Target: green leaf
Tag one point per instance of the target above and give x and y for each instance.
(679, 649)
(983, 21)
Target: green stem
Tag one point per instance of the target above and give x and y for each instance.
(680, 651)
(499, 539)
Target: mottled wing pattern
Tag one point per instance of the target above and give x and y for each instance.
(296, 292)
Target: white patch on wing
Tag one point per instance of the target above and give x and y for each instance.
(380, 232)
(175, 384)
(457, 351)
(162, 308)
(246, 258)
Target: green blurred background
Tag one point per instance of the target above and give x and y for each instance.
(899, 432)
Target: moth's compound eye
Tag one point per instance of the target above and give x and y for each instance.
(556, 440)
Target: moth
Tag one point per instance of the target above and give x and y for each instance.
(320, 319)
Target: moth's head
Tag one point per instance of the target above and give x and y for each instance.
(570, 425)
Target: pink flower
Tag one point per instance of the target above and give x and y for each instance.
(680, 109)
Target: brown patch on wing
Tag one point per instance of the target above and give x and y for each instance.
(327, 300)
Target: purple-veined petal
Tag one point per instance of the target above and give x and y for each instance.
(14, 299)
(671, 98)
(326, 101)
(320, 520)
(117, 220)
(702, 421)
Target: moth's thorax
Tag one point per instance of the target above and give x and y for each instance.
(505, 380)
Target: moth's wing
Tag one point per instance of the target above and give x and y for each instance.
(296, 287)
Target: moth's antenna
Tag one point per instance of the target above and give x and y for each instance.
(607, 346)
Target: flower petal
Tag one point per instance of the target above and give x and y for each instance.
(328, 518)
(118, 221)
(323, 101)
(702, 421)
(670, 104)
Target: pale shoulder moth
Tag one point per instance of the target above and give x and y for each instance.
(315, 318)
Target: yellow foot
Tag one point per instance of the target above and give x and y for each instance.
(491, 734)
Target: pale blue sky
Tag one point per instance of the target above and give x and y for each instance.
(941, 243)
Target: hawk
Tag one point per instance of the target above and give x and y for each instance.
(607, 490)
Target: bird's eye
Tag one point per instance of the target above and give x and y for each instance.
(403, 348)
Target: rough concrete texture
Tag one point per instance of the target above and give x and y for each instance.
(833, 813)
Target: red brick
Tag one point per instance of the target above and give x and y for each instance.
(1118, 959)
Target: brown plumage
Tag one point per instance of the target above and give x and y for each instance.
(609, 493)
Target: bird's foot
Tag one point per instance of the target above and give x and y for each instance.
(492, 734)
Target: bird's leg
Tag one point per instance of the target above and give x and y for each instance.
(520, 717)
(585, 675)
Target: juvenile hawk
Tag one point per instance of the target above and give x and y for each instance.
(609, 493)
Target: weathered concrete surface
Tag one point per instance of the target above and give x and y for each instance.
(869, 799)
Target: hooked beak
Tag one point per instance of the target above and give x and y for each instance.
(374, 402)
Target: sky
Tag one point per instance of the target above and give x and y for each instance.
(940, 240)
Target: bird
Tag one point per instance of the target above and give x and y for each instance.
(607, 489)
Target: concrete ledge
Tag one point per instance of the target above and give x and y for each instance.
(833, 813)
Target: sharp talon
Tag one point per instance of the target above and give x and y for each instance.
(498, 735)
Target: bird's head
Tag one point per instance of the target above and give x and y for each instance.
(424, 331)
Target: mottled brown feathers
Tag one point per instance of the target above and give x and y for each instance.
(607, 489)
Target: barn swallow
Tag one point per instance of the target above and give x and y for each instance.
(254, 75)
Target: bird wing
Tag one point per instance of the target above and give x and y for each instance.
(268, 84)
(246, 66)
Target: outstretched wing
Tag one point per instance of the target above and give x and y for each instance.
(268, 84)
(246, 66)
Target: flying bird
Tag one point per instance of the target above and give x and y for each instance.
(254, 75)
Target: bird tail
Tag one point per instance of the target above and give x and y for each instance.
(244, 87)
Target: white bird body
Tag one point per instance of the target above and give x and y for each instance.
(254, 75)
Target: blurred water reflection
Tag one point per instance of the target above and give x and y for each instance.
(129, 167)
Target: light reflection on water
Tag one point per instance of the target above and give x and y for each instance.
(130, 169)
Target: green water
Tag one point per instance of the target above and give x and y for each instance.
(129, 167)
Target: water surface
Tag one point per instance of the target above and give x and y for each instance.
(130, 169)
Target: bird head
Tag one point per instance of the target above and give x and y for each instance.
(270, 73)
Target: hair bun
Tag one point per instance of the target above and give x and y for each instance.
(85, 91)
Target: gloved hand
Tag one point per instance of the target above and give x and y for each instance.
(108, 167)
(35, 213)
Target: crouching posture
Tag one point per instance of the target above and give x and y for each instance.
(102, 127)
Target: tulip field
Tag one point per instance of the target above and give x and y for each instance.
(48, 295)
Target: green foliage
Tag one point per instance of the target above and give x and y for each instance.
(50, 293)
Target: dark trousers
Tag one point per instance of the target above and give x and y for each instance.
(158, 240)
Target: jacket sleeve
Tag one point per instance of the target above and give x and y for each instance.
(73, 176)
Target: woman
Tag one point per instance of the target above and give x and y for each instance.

_Problem statement_
The expected answer is every line above in which the word "white" appears.

_Answer for the task_
Target: white patch on wing
Target: white bird body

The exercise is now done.